SELECTED EXTRACT:
# # # # # # #

Here the salary of the judgment defendant, which has been impounded was for services which had been *Page 80 rendered, and the salary is now due, and it is no concern of the state as to whom payment shall be made, unless indeed by paying it to someone other than the employee who performed the service, the orderly administration of the state's business had been, or will be impaired, and its public policy thereby contravened. But as we have shown, this is a question for the General Assembly and not for the court.

In the case of Bull v. Ziegler, 186 Ark. 477,54 S.W.2d 283, it was said: "We have held, in several cases, that where contracts have been fully completed for certain governmental agencies, and nothing remains to be done except to pay the contract price due the contractor, the creditors of such contractor, if he be insolvent, may, by equitable garnishment, impound the money due him and subject it to the payment of their demands against him. The following are cases of this kind: Henslee v. Mobley, 148 Ark. 181, 230 S.W. 17; Riggin v. Hilliard,56 Ark. 476, 20 S.W. 402, 35 Am. St. Rep. 113. See, also, First Nat. Bank v. Mays, 175 Ark. 542, 299 S.W. 1002. These cases appear to have no application to the facts in this case."

# # # # # # #

EXERCISE DETAILS:
Set down, word for word, the part of the court opinion on garnished salary that begins at "Here the salary" and ends after "for the court.".

DATASET SECTION:
# # # # # # #

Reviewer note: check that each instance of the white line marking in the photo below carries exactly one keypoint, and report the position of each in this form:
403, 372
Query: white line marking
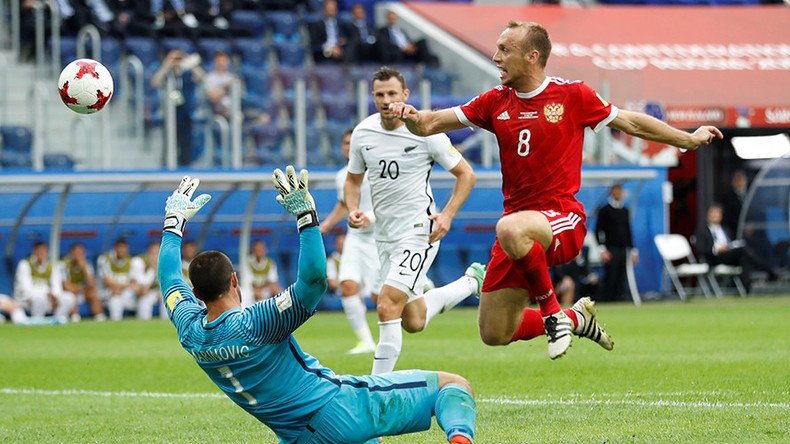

# # # # # # #

ANSWER TO THE EXERCISE:
Here the salary of the judgment defendant, which has been impounded was for services which had been *Page 80 rendered, and the salary is now due, and it is no concern of the state as to whom payment shall be made, unless indeed by paying it to someone other than the employee who performed the service, the orderly administration of the state's business had been, or will be impaired, and its public policy thereby contravened. But as we have shown, this is a question for the General Assembly and not for the court.